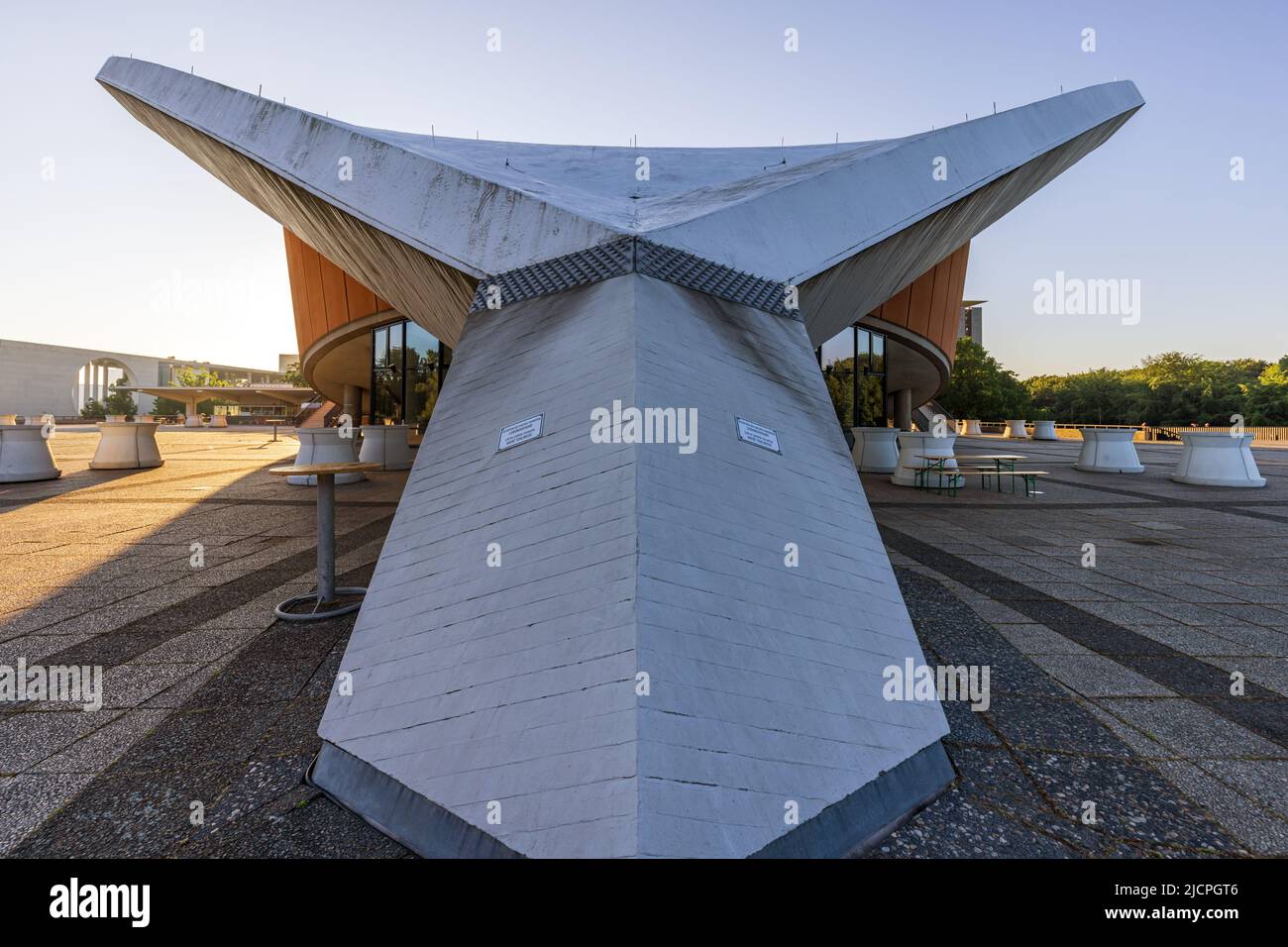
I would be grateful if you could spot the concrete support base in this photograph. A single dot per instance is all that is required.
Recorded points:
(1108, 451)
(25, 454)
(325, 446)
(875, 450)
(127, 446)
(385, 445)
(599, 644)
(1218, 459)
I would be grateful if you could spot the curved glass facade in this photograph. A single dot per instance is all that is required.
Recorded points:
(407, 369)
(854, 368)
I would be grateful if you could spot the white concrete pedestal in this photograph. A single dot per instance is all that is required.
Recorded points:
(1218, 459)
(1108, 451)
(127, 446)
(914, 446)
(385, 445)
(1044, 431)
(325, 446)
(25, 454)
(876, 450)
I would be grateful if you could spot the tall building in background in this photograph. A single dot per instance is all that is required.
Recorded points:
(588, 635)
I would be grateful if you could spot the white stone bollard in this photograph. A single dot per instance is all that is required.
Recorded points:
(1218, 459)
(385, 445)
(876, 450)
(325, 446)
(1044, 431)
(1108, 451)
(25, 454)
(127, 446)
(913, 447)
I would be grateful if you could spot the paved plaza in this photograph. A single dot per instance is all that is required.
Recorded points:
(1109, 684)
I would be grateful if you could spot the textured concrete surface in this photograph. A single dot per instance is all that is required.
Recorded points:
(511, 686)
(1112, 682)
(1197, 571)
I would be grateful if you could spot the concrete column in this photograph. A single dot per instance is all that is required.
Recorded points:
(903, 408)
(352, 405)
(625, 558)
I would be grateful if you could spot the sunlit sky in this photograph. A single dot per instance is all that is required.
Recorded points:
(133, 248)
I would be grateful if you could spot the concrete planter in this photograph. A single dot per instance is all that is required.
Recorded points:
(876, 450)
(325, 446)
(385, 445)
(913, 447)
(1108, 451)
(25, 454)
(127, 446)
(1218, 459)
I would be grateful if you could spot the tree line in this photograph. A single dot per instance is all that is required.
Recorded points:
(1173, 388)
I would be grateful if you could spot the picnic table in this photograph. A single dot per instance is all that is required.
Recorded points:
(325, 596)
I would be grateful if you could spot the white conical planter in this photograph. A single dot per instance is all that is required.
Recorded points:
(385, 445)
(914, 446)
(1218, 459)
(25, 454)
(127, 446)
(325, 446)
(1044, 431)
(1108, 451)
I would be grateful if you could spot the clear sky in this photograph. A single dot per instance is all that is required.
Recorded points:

- Task requirements: Can you copy all of the data above word for word, from the first line to the last, leaving out the pictures?

- Result for this exercise:
I would be grateful if you could spot the concrete support base in this photograph. A single dot per instance is all that is required.
Recorded points:
(1108, 451)
(25, 454)
(325, 446)
(875, 450)
(127, 446)
(385, 445)
(599, 644)
(1218, 459)
I would be grateful if you could spot the curved glass facade in this photograph. A single dot per instance is all that is required.
Recorded points:
(407, 369)
(854, 368)
I would be grateful if you could spot the white concrete pedestal in this photograph. A single dot per instance is all that is required.
Recorded points:
(1218, 459)
(1108, 451)
(127, 446)
(914, 446)
(385, 445)
(1044, 431)
(325, 446)
(25, 454)
(876, 450)
I would be grateful if you could spot the tall building in background in this photograph. A single dot per instance is all that is required.
Recorded points:
(588, 635)
I would be grateful if you could spot the white stone bollard in this photograph. A single dot per instance is all that is required.
Recorded points:
(1218, 459)
(385, 445)
(876, 450)
(325, 446)
(1044, 431)
(1108, 451)
(25, 454)
(127, 446)
(913, 447)
I would be grateful if you could spot the paved plaza in this photograph. A single dot per instance is all that is required.
Recorded points:
(1109, 684)
I would be grateful if you could spot the textured concrete surface in this photograph. A single dot per instance is all that is required.
Recorded points:
(511, 686)
(1112, 682)
(1197, 571)
I would be grateful if you could spot the concrete column in this photograph. A single dot per instance is all that is required.
Recorded points:
(903, 408)
(352, 405)
(625, 558)
I would be grateful if you could spot the sunlit sky in this photograph. A single dot per instance is all that is required.
Recorded points:
(133, 248)
I would be grateful if you could spot the concrete planter in this photograph. A single dot per instance is all that is required.
Recorded points:
(876, 450)
(325, 446)
(385, 445)
(913, 447)
(1108, 451)
(25, 454)
(127, 446)
(1218, 459)
I would be grateful if you could spot the tree line in this photograph. A single dot per instance is all that is required.
Recorded points:
(1173, 388)
I would be grateful if you could spot the picnic table in this photograph. A single dot per instance is all that is required.
Recorded points:
(325, 596)
I would be grateful if you could spot the white conical planter in this photograph. A single dot per instance is all that is required.
Recorded points:
(385, 445)
(914, 446)
(1218, 459)
(25, 454)
(127, 446)
(325, 446)
(1044, 431)
(1108, 451)
I would be grateful if you could spot the clear sky in this photograph. A single dot per instance is all that is required.
Recorded points:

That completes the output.